Show every line from the entries that follow which holds the word "stem".
——
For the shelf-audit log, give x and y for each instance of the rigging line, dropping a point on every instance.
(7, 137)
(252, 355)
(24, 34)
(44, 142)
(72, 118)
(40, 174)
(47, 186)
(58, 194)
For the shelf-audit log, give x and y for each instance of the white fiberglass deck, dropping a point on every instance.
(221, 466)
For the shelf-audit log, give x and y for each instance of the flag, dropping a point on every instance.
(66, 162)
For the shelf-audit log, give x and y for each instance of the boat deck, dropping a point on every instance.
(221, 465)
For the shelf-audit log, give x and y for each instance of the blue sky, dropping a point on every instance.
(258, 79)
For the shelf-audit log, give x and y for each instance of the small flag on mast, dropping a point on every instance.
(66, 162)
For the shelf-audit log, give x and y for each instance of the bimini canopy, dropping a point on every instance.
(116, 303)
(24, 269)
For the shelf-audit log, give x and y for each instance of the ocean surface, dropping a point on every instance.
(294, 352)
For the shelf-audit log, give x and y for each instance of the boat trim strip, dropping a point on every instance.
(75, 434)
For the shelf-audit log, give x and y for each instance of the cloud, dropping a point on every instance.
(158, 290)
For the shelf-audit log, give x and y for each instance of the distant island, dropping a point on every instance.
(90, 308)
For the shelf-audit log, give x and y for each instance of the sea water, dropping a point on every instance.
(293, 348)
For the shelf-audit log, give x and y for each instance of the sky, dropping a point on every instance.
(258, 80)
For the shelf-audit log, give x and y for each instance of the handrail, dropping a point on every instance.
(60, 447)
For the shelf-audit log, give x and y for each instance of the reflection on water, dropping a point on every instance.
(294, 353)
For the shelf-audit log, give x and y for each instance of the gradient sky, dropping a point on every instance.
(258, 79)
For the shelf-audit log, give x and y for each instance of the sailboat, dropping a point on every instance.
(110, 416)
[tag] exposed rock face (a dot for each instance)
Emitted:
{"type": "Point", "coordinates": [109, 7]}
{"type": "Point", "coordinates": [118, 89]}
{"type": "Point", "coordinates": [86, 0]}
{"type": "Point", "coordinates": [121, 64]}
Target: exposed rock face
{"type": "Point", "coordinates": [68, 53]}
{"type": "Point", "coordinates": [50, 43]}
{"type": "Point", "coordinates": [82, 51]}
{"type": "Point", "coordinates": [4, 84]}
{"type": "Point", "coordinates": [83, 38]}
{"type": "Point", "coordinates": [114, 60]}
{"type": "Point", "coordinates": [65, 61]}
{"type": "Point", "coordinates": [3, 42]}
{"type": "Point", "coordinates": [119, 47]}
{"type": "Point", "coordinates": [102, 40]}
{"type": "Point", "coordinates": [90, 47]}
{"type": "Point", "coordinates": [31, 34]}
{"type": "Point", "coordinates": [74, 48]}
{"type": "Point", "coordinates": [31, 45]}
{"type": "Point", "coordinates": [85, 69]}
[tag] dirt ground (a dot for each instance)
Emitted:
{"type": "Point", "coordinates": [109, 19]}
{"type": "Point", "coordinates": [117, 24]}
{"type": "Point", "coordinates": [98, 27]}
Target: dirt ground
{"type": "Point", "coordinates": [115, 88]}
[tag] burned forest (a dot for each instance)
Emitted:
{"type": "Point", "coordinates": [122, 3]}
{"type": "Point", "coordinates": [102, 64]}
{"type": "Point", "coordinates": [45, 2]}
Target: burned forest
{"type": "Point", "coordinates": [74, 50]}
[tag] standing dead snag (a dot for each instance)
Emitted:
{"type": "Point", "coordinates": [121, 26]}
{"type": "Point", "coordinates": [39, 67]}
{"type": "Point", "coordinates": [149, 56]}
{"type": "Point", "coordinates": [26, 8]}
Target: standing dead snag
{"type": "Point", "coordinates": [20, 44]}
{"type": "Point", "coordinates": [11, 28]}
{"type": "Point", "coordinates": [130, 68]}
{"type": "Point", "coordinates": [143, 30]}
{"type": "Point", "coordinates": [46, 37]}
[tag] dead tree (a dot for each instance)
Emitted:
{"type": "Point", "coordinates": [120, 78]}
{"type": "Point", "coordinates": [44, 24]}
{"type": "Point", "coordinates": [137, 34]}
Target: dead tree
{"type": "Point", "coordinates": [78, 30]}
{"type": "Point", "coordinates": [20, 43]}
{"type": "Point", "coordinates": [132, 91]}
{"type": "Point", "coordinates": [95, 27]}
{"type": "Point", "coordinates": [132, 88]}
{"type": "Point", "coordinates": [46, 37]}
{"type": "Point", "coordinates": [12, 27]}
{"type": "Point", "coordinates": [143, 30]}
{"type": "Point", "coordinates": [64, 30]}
——
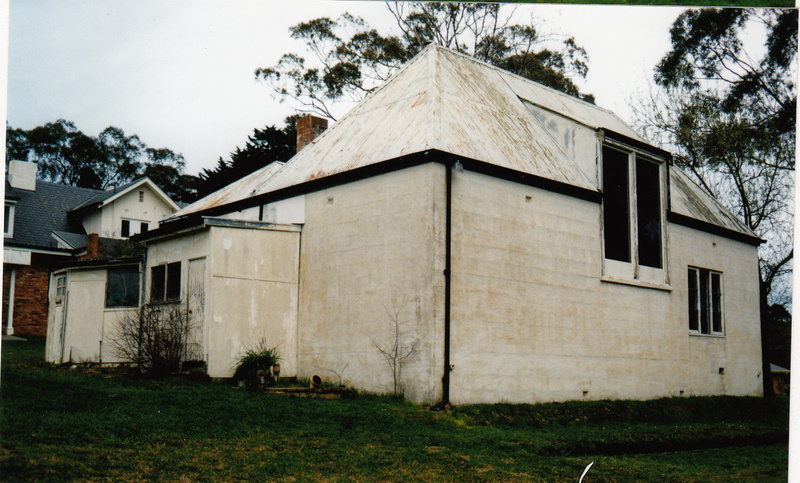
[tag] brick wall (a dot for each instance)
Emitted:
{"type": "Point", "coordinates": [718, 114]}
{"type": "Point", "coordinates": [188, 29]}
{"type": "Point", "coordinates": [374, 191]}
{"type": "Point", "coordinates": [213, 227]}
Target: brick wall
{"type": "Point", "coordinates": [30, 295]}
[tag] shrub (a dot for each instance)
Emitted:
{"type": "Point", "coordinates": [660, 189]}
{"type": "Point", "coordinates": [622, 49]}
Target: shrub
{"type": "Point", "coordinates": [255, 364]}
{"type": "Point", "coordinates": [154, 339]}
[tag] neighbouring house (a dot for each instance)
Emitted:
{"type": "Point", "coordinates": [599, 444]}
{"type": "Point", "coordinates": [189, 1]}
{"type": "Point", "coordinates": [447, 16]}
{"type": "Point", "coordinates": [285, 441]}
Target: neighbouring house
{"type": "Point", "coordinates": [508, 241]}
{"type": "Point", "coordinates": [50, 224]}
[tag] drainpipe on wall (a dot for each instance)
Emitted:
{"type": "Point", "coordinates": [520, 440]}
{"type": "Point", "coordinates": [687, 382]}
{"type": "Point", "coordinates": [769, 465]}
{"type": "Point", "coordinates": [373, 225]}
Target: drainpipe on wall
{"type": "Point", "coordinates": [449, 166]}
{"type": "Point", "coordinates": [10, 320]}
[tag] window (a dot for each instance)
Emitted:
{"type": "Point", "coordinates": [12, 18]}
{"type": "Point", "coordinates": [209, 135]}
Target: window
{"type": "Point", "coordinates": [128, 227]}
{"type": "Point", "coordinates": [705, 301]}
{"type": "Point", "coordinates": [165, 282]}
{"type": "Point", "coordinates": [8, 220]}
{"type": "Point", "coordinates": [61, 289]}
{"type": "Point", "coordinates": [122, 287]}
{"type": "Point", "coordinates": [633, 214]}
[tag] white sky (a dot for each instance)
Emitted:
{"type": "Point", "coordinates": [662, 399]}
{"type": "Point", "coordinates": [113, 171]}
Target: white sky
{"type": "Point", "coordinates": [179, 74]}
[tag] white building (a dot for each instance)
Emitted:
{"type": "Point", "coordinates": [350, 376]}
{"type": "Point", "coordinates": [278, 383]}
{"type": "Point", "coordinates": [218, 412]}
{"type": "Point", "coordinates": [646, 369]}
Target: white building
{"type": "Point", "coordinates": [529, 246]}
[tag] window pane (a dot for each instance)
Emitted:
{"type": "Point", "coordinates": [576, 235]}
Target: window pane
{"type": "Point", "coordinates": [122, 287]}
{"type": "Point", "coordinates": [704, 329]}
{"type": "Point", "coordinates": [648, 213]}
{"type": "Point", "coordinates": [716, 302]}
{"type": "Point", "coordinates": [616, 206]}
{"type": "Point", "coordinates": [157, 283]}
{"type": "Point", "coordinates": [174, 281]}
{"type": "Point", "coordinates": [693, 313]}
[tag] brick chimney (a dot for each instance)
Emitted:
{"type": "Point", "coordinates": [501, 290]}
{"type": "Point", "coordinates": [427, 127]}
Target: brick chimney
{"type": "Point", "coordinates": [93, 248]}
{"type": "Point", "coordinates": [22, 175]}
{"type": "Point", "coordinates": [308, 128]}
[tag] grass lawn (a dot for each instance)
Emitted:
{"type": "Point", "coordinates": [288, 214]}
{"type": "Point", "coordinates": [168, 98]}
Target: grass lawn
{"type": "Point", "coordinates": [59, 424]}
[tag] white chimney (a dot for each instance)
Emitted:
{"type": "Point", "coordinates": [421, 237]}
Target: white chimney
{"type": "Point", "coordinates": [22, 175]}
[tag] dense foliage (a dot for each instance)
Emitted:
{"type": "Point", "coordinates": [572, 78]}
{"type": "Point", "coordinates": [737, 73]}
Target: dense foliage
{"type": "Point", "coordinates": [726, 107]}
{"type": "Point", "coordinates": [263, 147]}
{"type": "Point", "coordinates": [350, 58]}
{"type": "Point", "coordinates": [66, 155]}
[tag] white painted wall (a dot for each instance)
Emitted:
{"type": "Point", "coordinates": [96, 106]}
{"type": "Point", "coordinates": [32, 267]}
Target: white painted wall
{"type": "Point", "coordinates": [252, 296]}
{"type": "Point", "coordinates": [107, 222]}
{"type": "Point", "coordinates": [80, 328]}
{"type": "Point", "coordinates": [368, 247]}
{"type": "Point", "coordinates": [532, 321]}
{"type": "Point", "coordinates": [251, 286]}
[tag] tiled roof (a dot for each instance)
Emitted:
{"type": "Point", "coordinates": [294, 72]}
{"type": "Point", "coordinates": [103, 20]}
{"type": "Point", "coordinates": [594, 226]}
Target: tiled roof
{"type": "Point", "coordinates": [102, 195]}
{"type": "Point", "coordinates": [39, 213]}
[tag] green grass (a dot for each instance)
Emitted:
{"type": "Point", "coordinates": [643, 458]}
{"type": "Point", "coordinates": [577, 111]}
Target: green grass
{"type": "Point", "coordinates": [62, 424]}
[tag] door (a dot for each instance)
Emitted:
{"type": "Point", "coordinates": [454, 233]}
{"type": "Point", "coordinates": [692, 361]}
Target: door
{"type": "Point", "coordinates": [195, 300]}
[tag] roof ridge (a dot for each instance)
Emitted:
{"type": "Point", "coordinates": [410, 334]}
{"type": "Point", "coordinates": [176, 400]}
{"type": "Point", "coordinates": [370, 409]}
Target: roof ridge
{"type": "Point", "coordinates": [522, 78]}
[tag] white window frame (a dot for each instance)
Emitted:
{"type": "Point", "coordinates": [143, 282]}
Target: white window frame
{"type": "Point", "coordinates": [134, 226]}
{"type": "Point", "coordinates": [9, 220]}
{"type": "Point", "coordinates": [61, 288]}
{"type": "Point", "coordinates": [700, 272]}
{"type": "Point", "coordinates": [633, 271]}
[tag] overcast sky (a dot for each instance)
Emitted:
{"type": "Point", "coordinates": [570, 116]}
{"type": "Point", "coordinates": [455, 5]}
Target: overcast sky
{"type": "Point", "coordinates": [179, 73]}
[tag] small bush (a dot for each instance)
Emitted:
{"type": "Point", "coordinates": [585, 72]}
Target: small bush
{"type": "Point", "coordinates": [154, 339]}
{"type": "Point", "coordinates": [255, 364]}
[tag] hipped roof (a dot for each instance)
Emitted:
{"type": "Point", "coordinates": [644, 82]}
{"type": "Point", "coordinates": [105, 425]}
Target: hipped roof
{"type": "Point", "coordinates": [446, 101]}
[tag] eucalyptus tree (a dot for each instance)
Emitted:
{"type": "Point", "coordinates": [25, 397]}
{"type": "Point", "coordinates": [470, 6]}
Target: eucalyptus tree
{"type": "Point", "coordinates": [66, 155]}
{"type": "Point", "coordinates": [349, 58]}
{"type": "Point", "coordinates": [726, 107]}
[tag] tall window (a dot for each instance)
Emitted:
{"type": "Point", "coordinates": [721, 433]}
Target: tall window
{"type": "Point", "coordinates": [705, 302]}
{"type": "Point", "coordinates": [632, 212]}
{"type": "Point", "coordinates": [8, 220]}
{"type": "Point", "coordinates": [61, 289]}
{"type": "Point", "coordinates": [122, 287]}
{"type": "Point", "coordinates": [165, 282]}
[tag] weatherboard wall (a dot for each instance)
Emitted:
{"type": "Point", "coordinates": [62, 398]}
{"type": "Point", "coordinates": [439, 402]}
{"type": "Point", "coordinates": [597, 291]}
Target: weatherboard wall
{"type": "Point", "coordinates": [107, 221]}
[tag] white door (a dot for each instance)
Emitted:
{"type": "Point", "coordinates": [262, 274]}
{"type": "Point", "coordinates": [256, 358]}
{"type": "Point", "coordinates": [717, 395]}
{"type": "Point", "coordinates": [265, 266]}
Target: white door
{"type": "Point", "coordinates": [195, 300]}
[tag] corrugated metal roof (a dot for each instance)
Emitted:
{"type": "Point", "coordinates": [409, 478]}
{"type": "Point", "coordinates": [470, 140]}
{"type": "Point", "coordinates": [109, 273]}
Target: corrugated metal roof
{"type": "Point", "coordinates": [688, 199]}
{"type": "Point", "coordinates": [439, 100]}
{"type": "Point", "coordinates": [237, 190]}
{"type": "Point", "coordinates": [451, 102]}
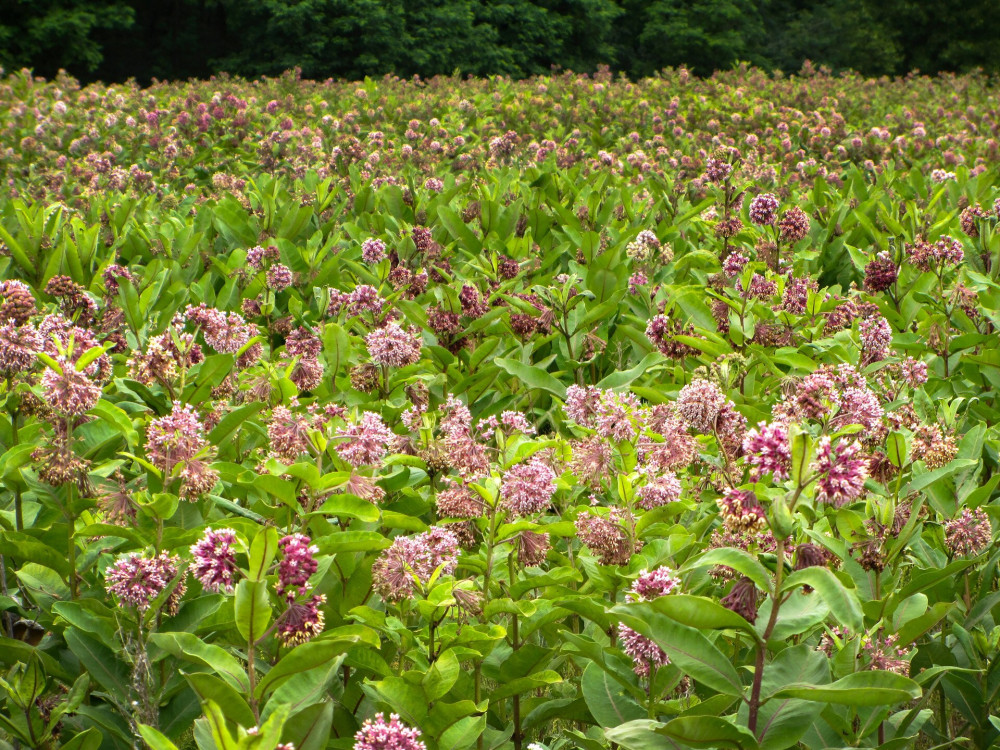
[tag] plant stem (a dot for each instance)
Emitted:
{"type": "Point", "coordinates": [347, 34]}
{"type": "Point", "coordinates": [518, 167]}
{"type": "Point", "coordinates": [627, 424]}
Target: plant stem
——
▶ _RESULT_:
[tag] plant stem (a dot for each instance)
Target: plant stem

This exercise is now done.